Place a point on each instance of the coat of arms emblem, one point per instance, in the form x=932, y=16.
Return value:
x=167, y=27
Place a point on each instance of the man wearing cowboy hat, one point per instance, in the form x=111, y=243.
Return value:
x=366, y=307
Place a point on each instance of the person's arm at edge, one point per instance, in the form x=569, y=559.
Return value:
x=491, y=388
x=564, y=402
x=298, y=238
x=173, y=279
════════
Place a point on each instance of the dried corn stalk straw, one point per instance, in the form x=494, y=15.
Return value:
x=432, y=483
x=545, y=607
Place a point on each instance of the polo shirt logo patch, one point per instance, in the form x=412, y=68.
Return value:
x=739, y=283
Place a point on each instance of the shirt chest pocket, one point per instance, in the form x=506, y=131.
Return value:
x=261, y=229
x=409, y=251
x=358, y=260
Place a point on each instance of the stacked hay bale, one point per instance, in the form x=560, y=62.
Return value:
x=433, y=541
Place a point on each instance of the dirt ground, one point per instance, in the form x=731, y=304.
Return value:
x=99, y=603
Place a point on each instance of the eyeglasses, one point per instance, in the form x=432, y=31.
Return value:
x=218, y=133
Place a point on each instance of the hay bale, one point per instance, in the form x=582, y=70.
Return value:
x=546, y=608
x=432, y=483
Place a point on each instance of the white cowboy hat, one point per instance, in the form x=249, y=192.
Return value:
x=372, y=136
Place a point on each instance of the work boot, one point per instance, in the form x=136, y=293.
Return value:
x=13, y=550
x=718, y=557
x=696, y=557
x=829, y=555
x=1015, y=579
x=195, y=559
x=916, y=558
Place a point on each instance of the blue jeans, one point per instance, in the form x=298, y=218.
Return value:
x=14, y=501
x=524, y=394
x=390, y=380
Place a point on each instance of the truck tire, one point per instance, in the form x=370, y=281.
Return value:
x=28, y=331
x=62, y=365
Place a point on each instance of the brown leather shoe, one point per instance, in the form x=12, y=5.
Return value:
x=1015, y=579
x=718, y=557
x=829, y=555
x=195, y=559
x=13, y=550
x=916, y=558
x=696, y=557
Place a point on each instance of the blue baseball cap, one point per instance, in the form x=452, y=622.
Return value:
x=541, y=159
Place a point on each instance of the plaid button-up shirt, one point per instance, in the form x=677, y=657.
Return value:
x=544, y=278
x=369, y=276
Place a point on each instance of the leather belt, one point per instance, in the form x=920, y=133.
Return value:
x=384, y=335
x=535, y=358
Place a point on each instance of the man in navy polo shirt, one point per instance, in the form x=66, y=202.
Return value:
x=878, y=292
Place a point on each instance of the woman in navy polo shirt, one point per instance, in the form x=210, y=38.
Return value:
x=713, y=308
════════
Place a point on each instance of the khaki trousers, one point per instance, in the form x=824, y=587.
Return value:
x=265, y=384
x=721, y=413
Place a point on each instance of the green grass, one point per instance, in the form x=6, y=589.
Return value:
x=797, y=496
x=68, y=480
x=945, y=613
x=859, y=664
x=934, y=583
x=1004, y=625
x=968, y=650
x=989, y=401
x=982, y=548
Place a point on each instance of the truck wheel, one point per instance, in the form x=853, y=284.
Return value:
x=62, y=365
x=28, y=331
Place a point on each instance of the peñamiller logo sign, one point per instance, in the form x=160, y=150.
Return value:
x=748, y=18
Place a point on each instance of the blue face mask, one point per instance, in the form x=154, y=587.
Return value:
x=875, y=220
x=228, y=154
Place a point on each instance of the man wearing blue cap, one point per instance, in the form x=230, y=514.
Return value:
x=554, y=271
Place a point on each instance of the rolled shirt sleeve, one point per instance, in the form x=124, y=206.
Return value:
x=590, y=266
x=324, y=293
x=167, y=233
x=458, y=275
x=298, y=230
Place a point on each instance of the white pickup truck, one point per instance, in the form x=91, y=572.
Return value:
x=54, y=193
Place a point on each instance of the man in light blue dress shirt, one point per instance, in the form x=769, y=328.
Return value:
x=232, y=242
════════
[Your instructions] Copy out each line of the entries that holds "blue".

[Response to this exercise]
Place a point on each instance of the blue jeans, one point per instance, in the form x=298, y=218.
Place a point on each instance of the blue baseball cap, one point per instance, in the form x=452, y=622.
Place a point on each instance of the blue face mask, one point per instance, in the form x=154, y=587.
Place a point on each instance of the man wearing blue cap, one point per instance, in the form x=230, y=514.
Place a point on each instance of the man in light blue dress shirt, one point per instance, in the form x=769, y=328.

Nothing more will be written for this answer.